--- start of Quoted text ---

Cooking for Queens Day (Guest)
(Today’s post is brought to you by a guest writer.)
While the UK recently enjoyed street parties and food fit for royalty for the Jubilee, in the Netherlands, every year there are nationwide festivities on Queens Day.
Not celebrated with such the same gusto in the UK, Queen’s Day is the current reigning monarch’s official birthday when the whole country holds street parties and comes together to have some fun. Orange is the colour adopted by the Netherlands so everything takes on the tangy tone for the day; all is included from party decorations to the food on the plates! 2013 will be the last Queen’s Day for a while as Queen Beatrix will be handing over the reins to her son, Willem-Alexander, so from 2014 onwards there will be a King’s Day instead.
Queen’s Day is a wonderful tradition which everyone can enjoy; here’s some regal recipes which are easy to prepare but are guaranteed to tickle the tastebuds.
Starter: Regal Orange Soup
Orange in colour rather than flavour, this brightly coloured bowl of delights can be enjoyed by all ages and is super-easy to prepare. To make it you will need:
- 1 butternut squash
- 1 medium-sized pumpkin
- 2 large carrots
- Plain yoghurt
- 1.3 litres of vegetable stock
- Pinch of saffron
- Salt and pepper as desired
Preheat your oven to 250°C then chop the pumpkin and squash into quarters and top and tail the carrots; there’s no need to worry about peeling first. Put the pumpkin, squash and carrot into the oven and roast until soft and tender; this could take up to an hour.
Whilst the root vegetables are roasting, soak the saffron threads in some hot water and warm up the vegetable stock in a large pot. This should be done just in time for the roasted veg to come out of the oven.
You should find you can simply scoop out the seeds and tough inner parts of the squash and pumpkin, leaving you with soft tender flesh. Using a spoon, remove this from the skin and add it to the stock (whilst on the heat). The skin on the carrots should simply peel away; once removed add the carrots to the pot too.
Add the saffron threads as well as the water it was soaking in (no more than a tablespoon should be used). Then remove it all from the heat and using a blender or food processor, simply blitz until you have a silky smooth and creamy soup.

--- end of Quoted text ---

▶ [Exercise details]: Continue the Queen's Day recipe post, picking up right after its last sentence.

--- start of Stored rows ---

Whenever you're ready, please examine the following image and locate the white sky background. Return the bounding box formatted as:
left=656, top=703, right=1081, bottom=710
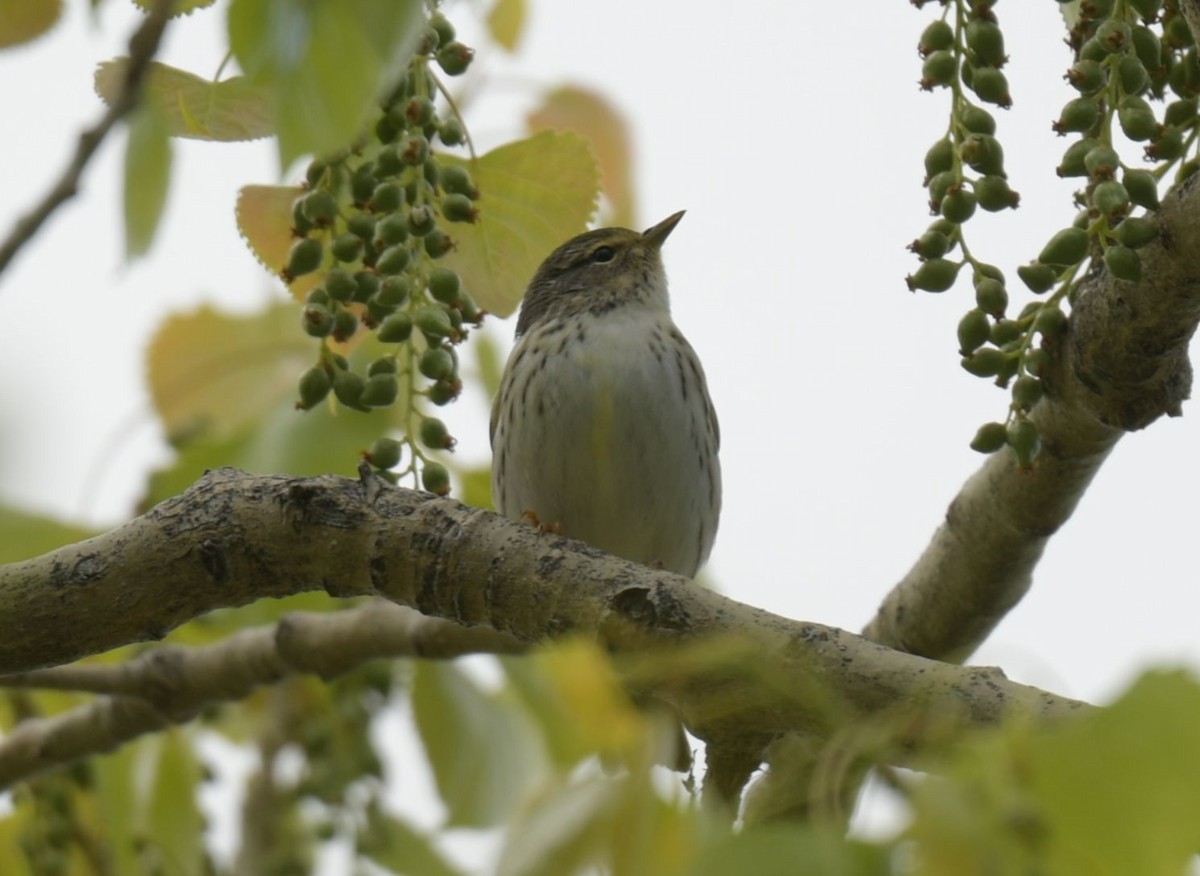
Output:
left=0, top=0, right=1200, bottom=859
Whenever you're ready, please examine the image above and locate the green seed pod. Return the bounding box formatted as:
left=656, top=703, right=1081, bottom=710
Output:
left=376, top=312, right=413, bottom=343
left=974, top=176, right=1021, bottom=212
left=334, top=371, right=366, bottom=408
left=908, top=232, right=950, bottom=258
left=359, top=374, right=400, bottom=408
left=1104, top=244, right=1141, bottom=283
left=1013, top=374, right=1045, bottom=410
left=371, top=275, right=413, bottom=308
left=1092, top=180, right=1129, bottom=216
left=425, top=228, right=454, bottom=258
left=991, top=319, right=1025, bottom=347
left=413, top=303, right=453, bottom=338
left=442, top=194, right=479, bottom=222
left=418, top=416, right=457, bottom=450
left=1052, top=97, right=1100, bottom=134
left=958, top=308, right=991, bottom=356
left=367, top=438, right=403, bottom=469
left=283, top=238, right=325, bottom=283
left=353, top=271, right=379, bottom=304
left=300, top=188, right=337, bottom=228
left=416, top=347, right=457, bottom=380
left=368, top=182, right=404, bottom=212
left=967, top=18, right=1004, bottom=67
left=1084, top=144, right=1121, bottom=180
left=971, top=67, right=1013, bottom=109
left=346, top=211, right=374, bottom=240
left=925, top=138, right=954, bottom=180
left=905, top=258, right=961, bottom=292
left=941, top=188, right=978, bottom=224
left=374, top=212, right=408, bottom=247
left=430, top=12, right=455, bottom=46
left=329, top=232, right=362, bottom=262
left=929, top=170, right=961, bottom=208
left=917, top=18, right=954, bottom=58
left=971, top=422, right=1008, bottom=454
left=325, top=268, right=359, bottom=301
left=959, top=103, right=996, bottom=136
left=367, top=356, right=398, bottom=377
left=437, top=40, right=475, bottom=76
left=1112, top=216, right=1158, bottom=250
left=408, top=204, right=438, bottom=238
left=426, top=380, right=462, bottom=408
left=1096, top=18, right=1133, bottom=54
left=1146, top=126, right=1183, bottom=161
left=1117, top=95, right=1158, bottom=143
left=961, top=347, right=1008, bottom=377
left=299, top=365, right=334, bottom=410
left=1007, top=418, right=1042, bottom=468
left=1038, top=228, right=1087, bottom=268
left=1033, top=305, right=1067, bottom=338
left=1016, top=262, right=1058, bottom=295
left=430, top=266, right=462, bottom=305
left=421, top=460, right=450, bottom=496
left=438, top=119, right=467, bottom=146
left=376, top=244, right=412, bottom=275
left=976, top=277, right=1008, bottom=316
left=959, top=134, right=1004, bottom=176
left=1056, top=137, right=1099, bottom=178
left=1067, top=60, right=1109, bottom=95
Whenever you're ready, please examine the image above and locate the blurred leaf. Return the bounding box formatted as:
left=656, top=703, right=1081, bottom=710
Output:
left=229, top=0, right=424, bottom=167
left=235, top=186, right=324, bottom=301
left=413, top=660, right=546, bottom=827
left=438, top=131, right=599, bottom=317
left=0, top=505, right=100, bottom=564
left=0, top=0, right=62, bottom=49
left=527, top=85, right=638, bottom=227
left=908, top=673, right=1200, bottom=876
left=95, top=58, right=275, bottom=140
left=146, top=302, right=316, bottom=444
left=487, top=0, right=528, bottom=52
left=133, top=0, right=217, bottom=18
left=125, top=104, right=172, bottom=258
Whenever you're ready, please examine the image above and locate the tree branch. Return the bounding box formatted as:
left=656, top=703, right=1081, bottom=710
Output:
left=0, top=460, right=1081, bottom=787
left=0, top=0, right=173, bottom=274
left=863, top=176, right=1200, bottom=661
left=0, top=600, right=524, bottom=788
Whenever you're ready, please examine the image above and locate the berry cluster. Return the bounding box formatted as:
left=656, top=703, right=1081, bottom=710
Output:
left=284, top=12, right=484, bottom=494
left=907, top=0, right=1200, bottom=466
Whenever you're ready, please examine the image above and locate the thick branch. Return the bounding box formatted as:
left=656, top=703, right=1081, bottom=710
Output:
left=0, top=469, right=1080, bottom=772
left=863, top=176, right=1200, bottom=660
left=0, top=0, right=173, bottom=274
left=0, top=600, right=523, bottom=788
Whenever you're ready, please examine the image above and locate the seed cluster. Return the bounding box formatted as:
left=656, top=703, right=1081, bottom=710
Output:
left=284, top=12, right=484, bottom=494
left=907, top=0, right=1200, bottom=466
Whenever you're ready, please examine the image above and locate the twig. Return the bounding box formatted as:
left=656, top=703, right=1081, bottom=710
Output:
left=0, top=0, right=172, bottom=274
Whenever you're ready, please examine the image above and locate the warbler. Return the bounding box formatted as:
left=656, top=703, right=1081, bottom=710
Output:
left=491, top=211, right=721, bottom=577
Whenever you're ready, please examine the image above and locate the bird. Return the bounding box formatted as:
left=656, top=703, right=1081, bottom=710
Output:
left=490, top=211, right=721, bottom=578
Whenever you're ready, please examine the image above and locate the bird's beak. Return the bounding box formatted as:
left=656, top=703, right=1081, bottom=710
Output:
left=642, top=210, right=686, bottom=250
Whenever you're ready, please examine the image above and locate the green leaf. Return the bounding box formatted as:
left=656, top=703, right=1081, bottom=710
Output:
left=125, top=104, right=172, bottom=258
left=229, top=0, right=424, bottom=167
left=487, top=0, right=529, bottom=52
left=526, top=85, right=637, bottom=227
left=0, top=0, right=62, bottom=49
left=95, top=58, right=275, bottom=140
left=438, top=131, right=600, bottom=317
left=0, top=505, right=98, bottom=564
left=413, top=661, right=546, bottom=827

--- end of Stored rows ---

▶ [Result]:
Add salt and pepper to taste and serve with a generous spoonful of yoghurt.
Main course: Chicken with an orange and mustard sauce
Duck a l’orange is an obvious choice for Queen’s Day and a dish many Dutch people enjoy. However, for something a little different, chicken with a orange and mustard sauce offers a suitably
citrus alternative. The ingredients to make it are as follows:
- 4 chicken breasts
- 75g chopped onion
- 2 tablespoons of Dijon mustard
- 400ml orange juice
- 2 tablespoons flour
- 30g butter
- 4 tablespoons of dark brown sugar
Start by heating your oven to 190°C. Lay the chicken in a baking dish, cover with the mustard and the chopped onion. On top of this sprinkle half of the brown sugar and add sufficient orange juice to cover the chicken. Place the butter on top of the chicken.
After roasting for 45 minutes, remove from oven and pour the sauce into a separate pan. Use the rest of the sugar to cover the chicken and return to the oven.
Add the flour to the chicken juice mixture and pour in any remaining orange juice. Heat whilst gently whisking until the sauce is smooth and thick.
Take the chicken out of the oven and pour the sauce over for a tangy treat that is perfect served with seasonal veg.
A custard slice is a popular delicacy in many countries and Oranjetompoes is the Dutch version, jazzed up a bit to mark the orange theme which permeates every aspect of Queens Day food.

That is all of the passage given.